DATA PROVIDED:
------------------------

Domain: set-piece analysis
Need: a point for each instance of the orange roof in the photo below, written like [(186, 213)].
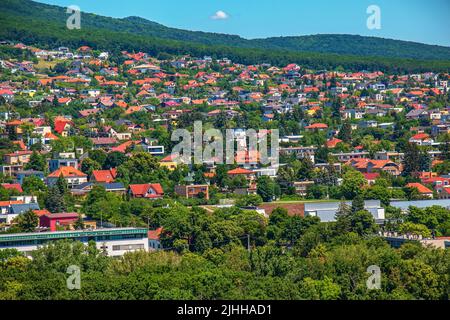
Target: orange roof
[(420, 136), (333, 142), (104, 175), (41, 212), (317, 126), (10, 202), (420, 187), (239, 171), (67, 172)]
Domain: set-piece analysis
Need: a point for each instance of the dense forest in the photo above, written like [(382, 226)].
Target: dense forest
[(34, 23), (339, 44)]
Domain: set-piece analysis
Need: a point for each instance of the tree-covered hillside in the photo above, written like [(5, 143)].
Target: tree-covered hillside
[(37, 30), (338, 44)]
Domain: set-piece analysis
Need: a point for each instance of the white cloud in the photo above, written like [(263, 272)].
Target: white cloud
[(220, 15)]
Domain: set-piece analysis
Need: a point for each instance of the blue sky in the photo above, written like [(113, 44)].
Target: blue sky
[(426, 21)]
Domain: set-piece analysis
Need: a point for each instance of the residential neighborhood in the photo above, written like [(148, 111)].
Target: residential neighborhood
[(140, 161)]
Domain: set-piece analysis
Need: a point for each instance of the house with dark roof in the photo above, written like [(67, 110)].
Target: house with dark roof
[(105, 176), (148, 191), (85, 188)]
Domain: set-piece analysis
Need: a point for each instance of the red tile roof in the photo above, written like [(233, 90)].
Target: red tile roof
[(148, 190), (317, 126), (106, 176), (240, 171), (11, 186), (66, 172)]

------------------------

WORK ITEM: Output the entries exactly and keep every picture out of them.

WRITTEN RESPONSE:
Domain: set-piece analysis
Need: a point for each instance of the orange roof in the photo below, written like [(186, 213)].
Target: orange roof
[(420, 136), (333, 142), (104, 175), (41, 212), (317, 126), (10, 202), (420, 187), (239, 171), (67, 172)]
Domain: set-piece analysis
Need: a point for each instance of the dense forest in the photo above, written like [(382, 226)].
Target: dense forest
[(34, 23), (339, 44)]
Domain: set-piece analysis
Need: a point for each instance of the tree-covered hillside in the photo above, written like [(5, 143)].
Target: tree-covered hillside
[(37, 30), (338, 44)]
Domain: set-piece analysis
Need: a point for each instance of the white cloud in the photo above, written like [(263, 272)].
Target: white cloud
[(220, 15)]
Domain: set-piece analysis
Need: a point for each instance of the blue sky in the photo above, written like [(113, 44)].
Target: blue sky
[(426, 21)]
Domain: set-piece analysis
Need: a point for each instance of the residential neighborhood in the photo above, written like [(148, 111)].
Target: residential neighborhood
[(140, 161)]
Domain: set-piece analysis
Need: a point for each instance of the house with dark roof in the photo above, written like [(67, 110)].
Target: house with dark roof
[(105, 176), (148, 191), (85, 188)]
Domain: set-piece analysis
Need: a point for each instance of the red tile roof in the photo above, written like [(233, 90)].
Target: red tile roof
[(148, 190), (317, 126), (106, 176), (240, 171), (11, 186), (66, 172)]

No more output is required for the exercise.